### Consigne
Recopiez sans rien changer le passage de l'extrait sur la mémoire qui s'ouvre sur les mots "Saint Augustin a" et se termine par "voyage de la vie.".

### Extrait
::::::::::
La Malle aux souvenirs…

   Saint Augustin a comparé la mémoire à un grand palais. Sans vouloir entrer en conflit  même posthume avec ce grand théologien, pour moi, la mémoire, c’est plutôt une boîte, ou même une malle aux souvenirs. Nous y entassons  du savoir, mais aussi une foule de choses, utiles, ou inutiles, le plus souvent  inutiles. La mienne est un véritable capharnaüm, une grande malle où tout est rangé sens dessus dessous. Des moments de joie, de peine, des sentiments,  des images  sont entreposés dans notre malle-mémoire,  et ce jusqu’à notre fin ultime. Comparer notre mémoire à un bagage  ne me semble pas déplacé, puisqu’il   nous accompagne tout au long du voyage de la vie. 
   Le soir, quand le temps le permet, je me mets à la fenêtre, et je regarde le soleil descendre sur l’horizon. C’est à ce moment que je repense à tous les jours de ma déjà longue vie. Je me souviens, je me rappelle. 
   Le petit village où habitaient  mes bisaïeux, humble hameau de quelques dizaines d’âmes, mais où il faisait si bon vivre. La ferme où j’ai grandi avant que mon père ne  rentre d’Indochine. Les chambres d’hôtel où nous prenions pension, avec leurs odeurs caractéristiques, effluves de nourritures, de latrines. J’apercevais les toits gris de Paris, à perte de vue. La banlieue ensuite, triste avec ses cubes de béton, ses panaches de fumée qui couvraient  tout l’horizon. Ma première école, ensuite.  Les tilleuls de la cour, les salles de classe vétustes, quelques noms de camarades que je n’ai pas oubliés. Que sont-ils devenus? Peut-être ne sont-ils déjà plus de ce monde. Nos instituteurs, eux, j’en suis sûr,  ont rejoint le paradis de l’école laïque.
   Je me souviens de toutes les villes de garnison où mon père a été affecté, les incessants déménagements, les écoles, les collèges et lycées où j’ai dû sans cesse me réadapter à une vie nouvelle. Les deux années de pension dans une école religieuse où j’ai cru cent fois mourir. Des visages, des voix qui me reviennent en mémoire, des patronymes. Des âmes mortes.  Tout un peuple fantomatique qui hante  ma pauvre caboche.
::::::::::
### Données fournies
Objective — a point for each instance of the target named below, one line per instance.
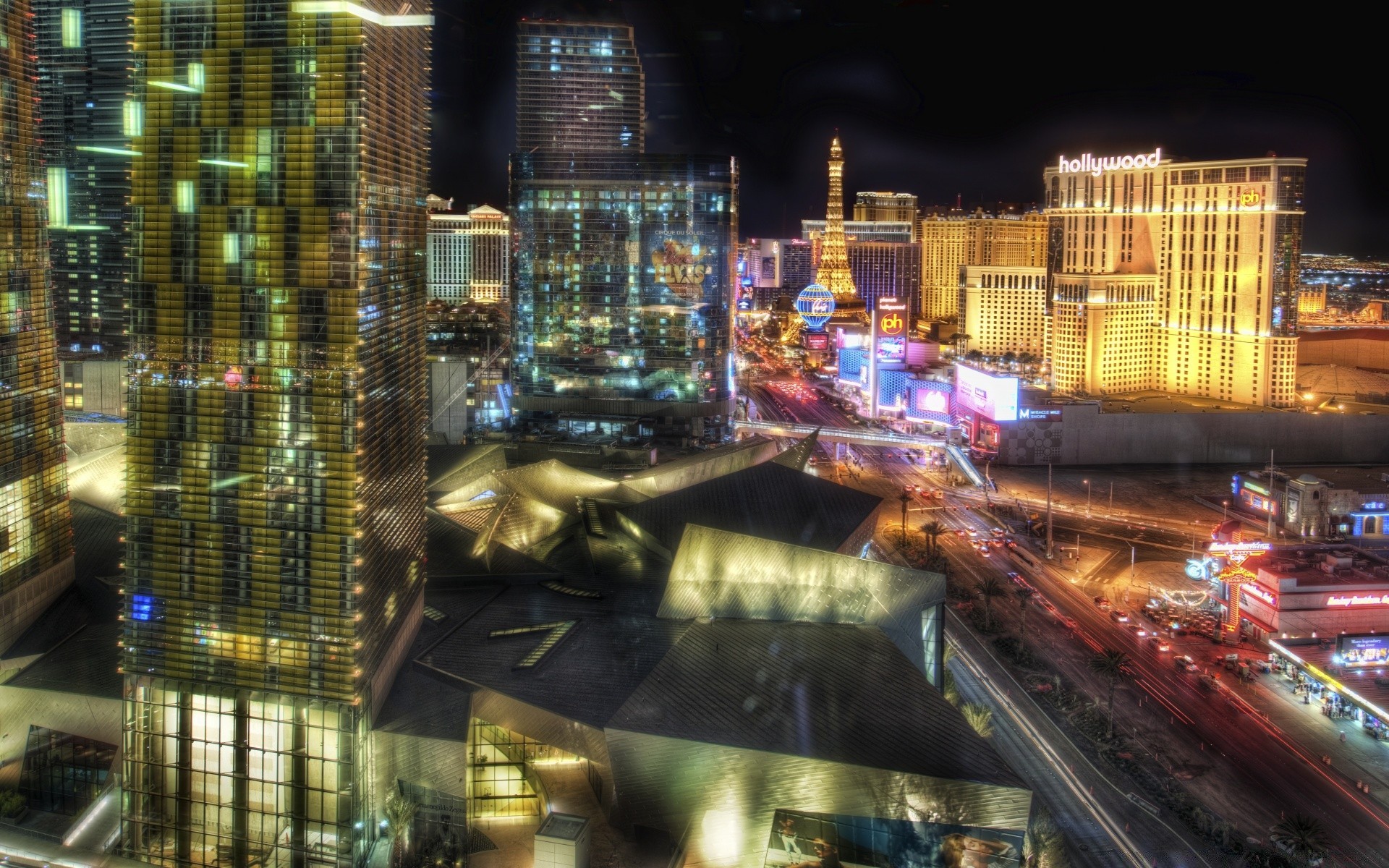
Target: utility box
(563, 842)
::::::::::
### Corrigé
Saint Augustin a comparé la mémoire à un grand palais. Sans vouloir entrer en conflit  même posthume avec ce grand théologien, pour moi, la mémoire, c’est plutôt une boîte, ou même une malle aux souvenirs. Nous y entassons  du savoir, mais aussi une foule de choses, utiles, ou inutiles, le plus souvent  inutiles. La mienne est un véritable capharnaüm, une grande malle où tout est rangé sens dessus dessous. Des moments de joie, de peine, des sentiments,  des images  sont entreposés dans notre malle-mémoire,  et ce jusqu’à notre fin ultime. Comparer notre mémoire à un bagage  ne me semble pas déplacé, puisqu’il   nous accompagne tout au long du voyage de la vie.